Your objective: No images, please. Copy each entry below exactly as it reads.

Stored records:
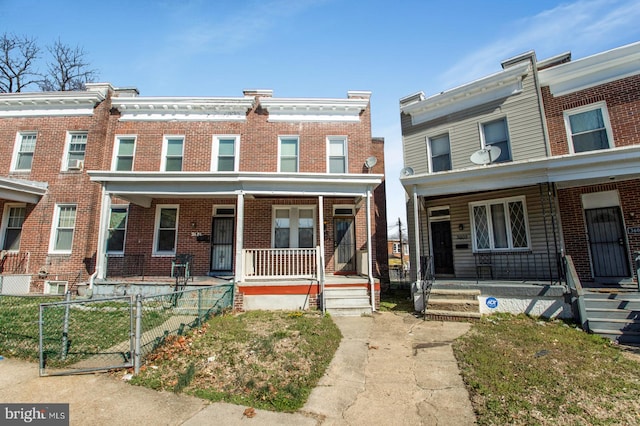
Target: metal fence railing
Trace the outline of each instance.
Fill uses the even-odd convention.
[[[125,254],[105,257],[106,277],[141,277],[144,280],[145,255]]]
[[[38,360],[41,376],[137,372],[168,336],[232,307],[233,291],[234,284],[223,284],[148,297],[0,296],[0,353]]]
[[[26,274],[29,271],[29,252],[0,252],[1,274]]]
[[[476,280],[562,280],[560,254],[530,252],[474,253]]]

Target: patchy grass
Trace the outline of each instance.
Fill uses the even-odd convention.
[[[480,425],[640,424],[638,362],[574,326],[494,315],[454,351]]]
[[[214,317],[147,357],[131,383],[272,411],[301,408],[342,335],[316,312]]]
[[[411,288],[391,286],[380,295],[380,310],[383,312],[414,312]]]

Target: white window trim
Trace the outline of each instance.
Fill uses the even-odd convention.
[[[20,131],[16,133],[16,141],[13,145],[13,155],[11,156],[11,168],[10,171],[18,172],[18,173],[27,173],[33,169],[33,158],[31,159],[31,168],[29,169],[18,169],[18,154],[20,153],[20,146],[22,145],[22,138],[24,136],[35,135],[36,137],[36,146],[38,145],[38,132],[36,131]],[[34,150],[35,157],[35,150]]]
[[[602,111],[602,119],[604,120],[604,128],[607,132],[609,149],[615,146],[615,144],[613,143],[613,131],[611,130],[611,121],[609,120],[609,110],[607,109],[607,103],[605,101],[600,101],[562,111],[562,116],[564,118],[564,129],[567,133],[567,143],[569,144],[569,153],[576,153],[575,148],[573,147],[573,134],[571,133],[571,123],[569,123],[569,116],[580,114],[581,112],[593,111],[594,109],[600,109]]]
[[[71,235],[71,249],[56,250],[56,236],[58,235],[58,221],[60,220],[60,210],[62,207],[75,207],[76,215],[74,219],[73,234]],[[49,236],[49,253],[50,254],[71,254],[73,251],[73,239],[76,236],[76,224],[78,223],[78,205],[74,203],[56,204],[53,212],[53,221],[51,224],[51,235]],[[65,228],[66,229],[66,228]]]
[[[136,148],[138,147],[138,135],[116,135],[115,143],[113,144],[113,156],[111,157],[111,170],[116,171],[116,166],[118,165],[118,151],[120,150],[120,141],[122,139],[133,139],[133,159],[131,163],[131,171],[133,171],[136,161]]]
[[[233,214],[218,214],[218,209],[231,209],[233,210]],[[214,217],[235,217],[236,216],[236,206],[235,204],[215,204],[213,206],[212,216]]]
[[[44,282],[44,293],[45,294],[54,294],[54,295],[61,294],[61,293],[58,293],[58,292],[55,292],[55,293],[51,292],[52,284],[55,284],[56,286],[64,285],[64,293],[62,293],[62,294],[67,294],[67,291],[69,290],[69,281],[63,281],[63,280],[46,280]]]
[[[220,152],[220,139],[234,139],[233,145],[233,171],[240,170],[240,135],[213,135],[213,143],[211,144],[211,171],[218,170],[218,153]]]
[[[66,141],[64,143],[64,157],[62,159],[62,167],[60,168],[61,171],[63,172],[68,172],[69,170],[69,148],[71,145],[71,136],[72,135],[87,135],[87,140],[86,143],[84,145],[84,159],[82,161],[85,161],[87,159],[87,144],[89,143],[89,131],[87,130],[73,130],[73,131],[67,131],[67,137],[66,137]]]
[[[393,248],[391,249],[393,254],[400,254],[400,243],[393,243]]]
[[[327,173],[331,173],[331,142],[341,141],[344,149],[344,172],[349,173],[349,142],[346,136],[327,136]],[[298,142],[300,144],[300,142]],[[298,150],[298,156],[300,151]],[[339,174],[339,173],[334,173]]]
[[[271,248],[275,248],[276,246],[276,210],[289,210],[289,247],[288,248],[299,248],[298,247],[298,224],[300,223],[298,219],[300,219],[299,211],[300,210],[311,210],[313,214],[313,242],[314,247],[318,241],[318,231],[316,226],[317,214],[318,210],[315,204],[299,204],[299,205],[274,205],[271,206]],[[292,215],[292,212],[295,212],[295,215]],[[295,221],[294,221],[295,219]],[[294,232],[295,230],[295,232]],[[305,247],[310,248],[310,247]]]
[[[124,238],[122,241],[122,250],[121,251],[109,251],[108,246],[105,247],[105,251],[108,255],[113,256],[115,255],[117,256],[122,256],[124,255],[124,251],[125,251],[125,247],[127,246],[127,230],[129,227],[129,205],[128,204],[112,204],[111,208],[109,209],[109,222],[111,222],[111,212],[113,211],[113,209],[125,209],[127,211],[127,217],[126,220],[124,221]],[[109,233],[109,223],[107,223],[107,237],[108,237],[108,233]],[[108,238],[107,238],[108,239]]]
[[[27,219],[26,212],[27,205],[25,203],[6,203],[4,205],[4,211],[2,212],[2,225],[0,226],[0,247],[4,247],[5,239],[7,238],[7,227],[9,226],[9,211],[11,208],[25,208],[25,220]],[[24,223],[22,225],[22,229],[24,229]],[[20,238],[20,242],[22,243],[22,238]],[[18,250],[6,250],[9,253],[17,253]]]
[[[436,139],[442,136],[447,136],[447,139],[449,140],[449,170],[453,170],[453,164],[451,161],[451,133],[450,132],[440,132],[440,133],[436,133],[433,136],[428,136],[427,137],[427,157],[429,158],[429,173],[440,173],[440,172],[444,172],[444,171],[448,171],[448,170],[441,170],[438,172],[434,172],[433,171],[433,156],[431,155],[431,140],[432,139]]]
[[[511,129],[509,127],[509,119],[506,115],[500,117],[493,117],[487,120],[483,120],[478,123],[478,131],[480,132],[480,148],[485,149],[487,147],[487,143],[484,137],[484,125],[493,123],[494,121],[504,120],[505,125],[507,127],[507,142],[509,143],[509,159],[502,161],[503,163],[508,163],[509,161],[513,161],[513,147],[511,146]],[[449,140],[449,146],[451,146],[451,140]]]
[[[338,210],[346,210],[349,209],[351,210],[351,213],[349,214],[337,214],[336,211]],[[333,216],[338,216],[338,217],[354,217],[356,215],[356,206],[355,204],[334,204],[333,205]]]
[[[184,171],[184,146],[186,144],[186,138],[184,135],[163,135],[162,136],[162,157],[160,158],[160,171],[166,172],[167,170],[167,151],[169,146],[169,139],[182,139],[182,167],[180,171]],[[175,173],[168,172],[168,173]]]
[[[525,232],[527,233],[527,247],[512,247],[513,245],[513,236],[511,235],[511,218],[509,217],[509,206],[508,203],[513,201],[522,202],[522,214],[524,215],[524,227]],[[487,207],[487,217],[489,218],[489,225],[493,224],[493,219],[491,218],[491,208],[492,204],[504,204],[505,206],[505,219],[507,220],[507,239],[509,243],[509,247],[507,248],[488,248],[488,249],[479,249],[476,244],[476,221],[473,216],[473,208],[475,206],[486,206]],[[530,251],[531,250],[531,231],[529,229],[529,214],[527,213],[527,199],[524,195],[520,195],[517,197],[506,197],[506,198],[494,198],[491,200],[483,200],[483,201],[475,201],[473,203],[469,203],[469,221],[471,222],[471,241],[473,243],[473,252],[474,253],[486,253],[486,252],[514,252],[514,251]],[[494,244],[493,238],[493,226],[489,226],[489,244]]]
[[[158,251],[158,234],[160,231],[160,210],[161,209],[176,209],[176,236],[175,241],[173,242],[173,250],[172,251]],[[178,231],[180,224],[180,204],[158,204],[156,205],[156,217],[153,224],[153,250],[152,256],[154,257],[168,257],[175,256],[176,250],[178,247]]]
[[[282,140],[283,139],[296,139],[298,141],[296,145],[297,157],[296,157],[296,171],[295,172],[283,172],[283,173],[299,173],[300,172],[300,136],[299,135],[279,135],[278,136],[278,173],[282,172],[280,170],[281,163],[281,155],[282,155]]]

Answer below:
Target: metal fence railing
Trace the outline of each instance.
Fill uses the even-odd convention.
[[[125,254],[105,257],[106,277],[141,277],[144,280],[145,255]]]
[[[38,360],[41,376],[137,372],[168,336],[232,307],[233,291],[234,284],[223,284],[148,297],[0,296],[0,353]]]
[[[26,274],[29,271],[29,252],[0,252],[1,274]]]
[[[476,280],[562,280],[560,254],[530,252],[474,253]]]

Target: patchy grass
Trace the outline of each instance.
Fill uses the even-odd convention.
[[[480,425],[640,424],[638,362],[574,326],[494,315],[454,351]]]
[[[214,317],[147,357],[131,383],[272,411],[301,408],[342,335],[316,312]]]
[[[411,288],[391,286],[380,295],[380,310],[383,312],[414,312]]]

Target: white window trim
Trace the outline of each instance.
Fill uses the even-odd convention.
[[[20,131],[16,133],[16,141],[13,145],[13,155],[11,156],[11,168],[10,171],[18,172],[18,173],[27,173],[33,169],[33,158],[31,159],[31,168],[29,169],[18,169],[18,154],[20,153],[20,146],[22,145],[22,138],[24,136],[35,135],[36,137],[36,146],[38,145],[38,132],[36,131]],[[34,150],[35,157],[35,150]]]
[[[602,111],[602,119],[604,120],[604,128],[607,132],[609,149],[615,146],[615,144],[613,143],[613,131],[611,130],[611,121],[609,120],[609,110],[607,109],[607,103],[605,101],[600,101],[562,111],[562,116],[564,118],[564,129],[567,133],[567,143],[569,144],[569,153],[576,153],[575,148],[573,147],[573,134],[571,133],[571,123],[569,123],[569,116],[580,114],[581,112],[593,111],[594,109],[600,109]]]
[[[71,235],[71,249],[56,250],[56,236],[58,235],[58,221],[60,220],[60,210],[62,207],[75,207],[76,215],[74,219],[73,234]],[[49,236],[49,253],[50,254],[71,254],[73,251],[73,239],[76,236],[76,224],[78,223],[78,205],[74,203],[56,204],[53,212],[53,221],[51,224],[51,235]],[[65,228],[66,229],[66,228]]]
[[[136,148],[138,147],[138,135],[116,135],[115,143],[113,144],[113,156],[111,157],[111,170],[116,171],[116,166],[118,165],[118,151],[120,150],[120,141],[122,139],[133,139],[133,159],[131,163],[131,171],[133,171],[136,161]]]
[[[233,214],[218,214],[218,209],[231,209],[233,210]],[[214,217],[235,217],[236,216],[236,206],[235,204],[215,204],[213,206],[212,216]]]
[[[44,282],[44,293],[45,294],[54,294],[54,295],[61,294],[61,293],[58,293],[58,292],[55,292],[55,293],[51,292],[52,284],[55,284],[56,286],[64,285],[64,293],[62,293],[62,294],[67,294],[67,291],[69,290],[69,281],[63,281],[63,280],[46,280]]]
[[[220,152],[220,139],[234,139],[233,145],[233,171],[240,170],[240,135],[213,135],[213,143],[211,144],[211,171],[218,170],[218,153]]]
[[[66,141],[64,143],[64,157],[62,159],[62,167],[60,168],[61,171],[63,172],[68,172],[69,170],[69,148],[71,145],[71,136],[72,135],[87,135],[87,140],[86,143],[84,145],[84,159],[82,161],[85,161],[87,159],[87,144],[89,143],[89,131],[87,130],[73,130],[73,131],[67,131],[67,137],[66,137]]]
[[[393,248],[391,249],[393,254],[400,254],[400,243],[393,243]]]
[[[327,173],[331,173],[331,142],[341,141],[344,149],[344,172],[349,173],[349,142],[346,136],[327,136]],[[298,142],[300,144],[300,142]],[[298,150],[298,156],[300,151]],[[339,174],[339,173],[334,173]]]
[[[271,248],[275,248],[276,246],[276,210],[289,210],[289,247],[288,248],[299,248],[298,247],[298,224],[300,223],[298,219],[300,219],[299,211],[300,210],[311,210],[313,214],[313,242],[314,247],[318,241],[318,231],[316,226],[317,214],[318,210],[315,204],[299,204],[299,205],[274,205],[271,206]],[[292,215],[292,212],[295,212],[295,215]],[[295,221],[294,221],[295,219]],[[294,232],[295,230],[295,232]],[[305,247],[310,248],[310,247]]]
[[[124,238],[122,241],[122,250],[121,251],[109,251],[108,246],[105,247],[105,251],[108,255],[113,256],[115,255],[117,256],[122,256],[124,255],[124,251],[125,251],[125,247],[127,246],[127,230],[129,227],[129,205],[128,204],[112,204],[111,208],[109,209],[109,222],[111,222],[111,212],[113,211],[113,209],[125,209],[127,211],[127,217],[126,220],[124,221]],[[109,233],[109,223],[107,223],[107,237],[108,237],[108,233]],[[108,238],[107,238],[108,239]]]
[[[27,219],[26,212],[27,205],[25,203],[6,203],[4,205],[4,211],[2,212],[2,225],[0,226],[0,247],[4,247],[5,239],[7,238],[7,227],[9,226],[9,211],[11,208],[25,208],[25,220]],[[24,223],[22,225],[22,229],[24,229]],[[20,238],[20,242],[22,243],[22,238]],[[18,250],[6,250],[9,253],[17,253]]]
[[[436,139],[442,136],[447,136],[447,139],[449,140],[449,170],[453,170],[453,164],[451,161],[451,133],[450,132],[440,132],[440,133],[436,133],[433,136],[428,136],[427,137],[427,157],[429,158],[429,173],[440,173],[440,172],[444,172],[444,171],[448,171],[448,170],[441,170],[438,172],[434,172],[433,171],[433,156],[431,155],[431,140],[432,139]]]
[[[511,129],[509,127],[509,119],[506,115],[500,117],[493,117],[487,120],[483,120],[478,123],[478,131],[480,132],[480,148],[485,149],[487,147],[487,143],[484,137],[484,125],[493,123],[494,121],[504,120],[505,125],[507,127],[507,142],[509,143],[509,159],[502,161],[503,163],[508,163],[509,161],[513,161],[513,147],[511,146]],[[449,140],[449,146],[451,146],[451,140]]]
[[[338,210],[346,210],[349,209],[351,210],[351,213],[349,214],[337,214],[336,211]],[[333,216],[338,216],[338,217],[354,217],[356,215],[356,206],[355,204],[334,204],[333,205]]]
[[[184,171],[184,146],[186,144],[186,138],[184,135],[163,135],[162,136],[162,157],[160,158],[160,171],[166,172],[167,170],[167,151],[169,146],[169,139],[182,139],[182,167],[180,171]],[[175,173],[168,172],[168,173]]]
[[[525,232],[527,233],[527,247],[512,247],[513,245],[513,236],[511,235],[511,218],[509,217],[509,206],[508,203],[513,201],[522,202],[522,214],[524,215],[524,227]],[[487,207],[487,217],[489,218],[489,225],[493,224],[493,219],[491,218],[491,208],[492,204],[504,204],[505,206],[505,219],[507,220],[507,239],[509,243],[509,247],[507,248],[488,248],[488,249],[479,249],[476,244],[476,221],[473,216],[473,208],[475,206],[486,206]],[[530,251],[531,250],[531,231],[529,229],[529,214],[527,213],[527,199],[524,195],[520,195],[517,197],[506,197],[506,198],[494,198],[491,200],[483,200],[483,201],[475,201],[473,203],[469,203],[469,221],[471,222],[471,241],[473,243],[473,252],[474,253],[486,253],[486,252],[514,252],[514,251]],[[494,244],[493,238],[493,226],[489,226],[489,244]]]
[[[158,251],[158,234],[160,231],[160,210],[161,209],[176,209],[176,236],[175,241],[173,242],[173,250],[172,251]],[[178,231],[180,224],[180,204],[158,204],[156,205],[156,217],[153,224],[153,250],[152,256],[154,257],[168,257],[175,256],[176,250],[178,247]]]
[[[282,140],[283,139],[296,139],[298,141],[296,145],[297,157],[296,157],[296,171],[295,172],[283,172],[283,173],[299,173],[300,172],[300,136],[299,135],[279,135],[278,136],[278,173],[282,172],[280,170],[281,163],[281,155],[282,155]]]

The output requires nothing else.